▶ **GIVEN INSTRUCTION**: Retype everything from the line containing "Mark the black backpack" down to the last of these lines, without changing a character.

▶ **DATA LINES**:
___
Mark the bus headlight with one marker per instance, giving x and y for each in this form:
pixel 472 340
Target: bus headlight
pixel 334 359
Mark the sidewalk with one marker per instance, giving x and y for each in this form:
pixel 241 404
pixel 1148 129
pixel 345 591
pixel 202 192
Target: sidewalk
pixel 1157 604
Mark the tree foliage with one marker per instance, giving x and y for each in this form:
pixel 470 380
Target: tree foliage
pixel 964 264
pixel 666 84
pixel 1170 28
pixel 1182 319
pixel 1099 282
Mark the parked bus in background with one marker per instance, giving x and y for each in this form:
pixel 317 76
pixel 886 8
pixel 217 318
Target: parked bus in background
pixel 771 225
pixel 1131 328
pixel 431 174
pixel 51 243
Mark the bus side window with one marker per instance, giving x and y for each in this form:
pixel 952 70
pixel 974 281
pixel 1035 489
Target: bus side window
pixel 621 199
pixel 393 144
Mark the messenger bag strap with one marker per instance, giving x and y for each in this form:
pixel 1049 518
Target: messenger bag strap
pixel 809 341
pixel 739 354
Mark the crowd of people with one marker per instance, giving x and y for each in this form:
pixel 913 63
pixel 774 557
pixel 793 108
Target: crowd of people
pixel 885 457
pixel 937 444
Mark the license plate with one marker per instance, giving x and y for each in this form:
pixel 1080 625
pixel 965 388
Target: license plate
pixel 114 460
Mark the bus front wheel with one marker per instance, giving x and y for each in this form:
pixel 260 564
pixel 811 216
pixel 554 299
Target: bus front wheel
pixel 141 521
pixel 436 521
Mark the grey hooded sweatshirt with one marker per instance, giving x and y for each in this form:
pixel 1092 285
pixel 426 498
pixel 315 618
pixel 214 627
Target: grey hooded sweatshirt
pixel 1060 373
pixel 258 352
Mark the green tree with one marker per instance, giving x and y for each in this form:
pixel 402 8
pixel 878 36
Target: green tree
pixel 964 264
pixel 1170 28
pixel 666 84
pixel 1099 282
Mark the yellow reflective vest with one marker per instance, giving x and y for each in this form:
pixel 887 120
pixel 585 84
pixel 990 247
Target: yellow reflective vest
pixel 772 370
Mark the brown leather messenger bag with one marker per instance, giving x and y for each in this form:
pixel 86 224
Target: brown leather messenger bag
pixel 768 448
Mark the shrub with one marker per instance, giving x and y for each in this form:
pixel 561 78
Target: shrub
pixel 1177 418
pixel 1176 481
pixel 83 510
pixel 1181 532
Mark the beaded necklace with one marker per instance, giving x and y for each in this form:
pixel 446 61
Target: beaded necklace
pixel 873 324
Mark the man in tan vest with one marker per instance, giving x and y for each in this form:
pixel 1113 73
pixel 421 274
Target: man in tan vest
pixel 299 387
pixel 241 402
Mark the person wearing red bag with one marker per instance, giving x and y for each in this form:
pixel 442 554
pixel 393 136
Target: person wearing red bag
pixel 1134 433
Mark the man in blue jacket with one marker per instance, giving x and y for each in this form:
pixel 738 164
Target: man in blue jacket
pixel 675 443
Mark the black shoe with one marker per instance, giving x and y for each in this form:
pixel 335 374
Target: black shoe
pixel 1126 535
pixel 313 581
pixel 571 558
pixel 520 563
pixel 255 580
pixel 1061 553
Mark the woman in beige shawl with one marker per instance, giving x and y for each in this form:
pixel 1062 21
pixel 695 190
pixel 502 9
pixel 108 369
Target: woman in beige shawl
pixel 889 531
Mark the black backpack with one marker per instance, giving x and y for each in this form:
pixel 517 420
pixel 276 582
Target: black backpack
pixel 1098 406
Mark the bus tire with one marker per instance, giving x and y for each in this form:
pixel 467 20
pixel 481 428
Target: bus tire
___
▶ **CORRECT RESPONSE**:
Mark the black backpack with one marker per instance, giving x and y for each in this form:
pixel 517 420
pixel 276 582
Target: black backpack
pixel 1098 406
Mark the bus tire with one marker per instance, giving x and y for each in this form:
pixel 467 20
pixel 481 428
Target: bus tire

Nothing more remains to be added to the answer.